### [Written problem]
Write out every item below word for word.

Extracted records:
================
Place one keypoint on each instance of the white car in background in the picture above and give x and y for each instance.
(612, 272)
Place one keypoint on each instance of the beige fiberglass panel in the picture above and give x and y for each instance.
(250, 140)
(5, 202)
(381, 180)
================
### [Answer to this problem]
Place one keypoint on each instance of the white car in background in the picture above and give x and y for each instance.
(612, 272)
Place one keypoint on each instance of the beige fiberglass panel in the picture above and give x and y for each instance.
(250, 140)
(5, 202)
(381, 180)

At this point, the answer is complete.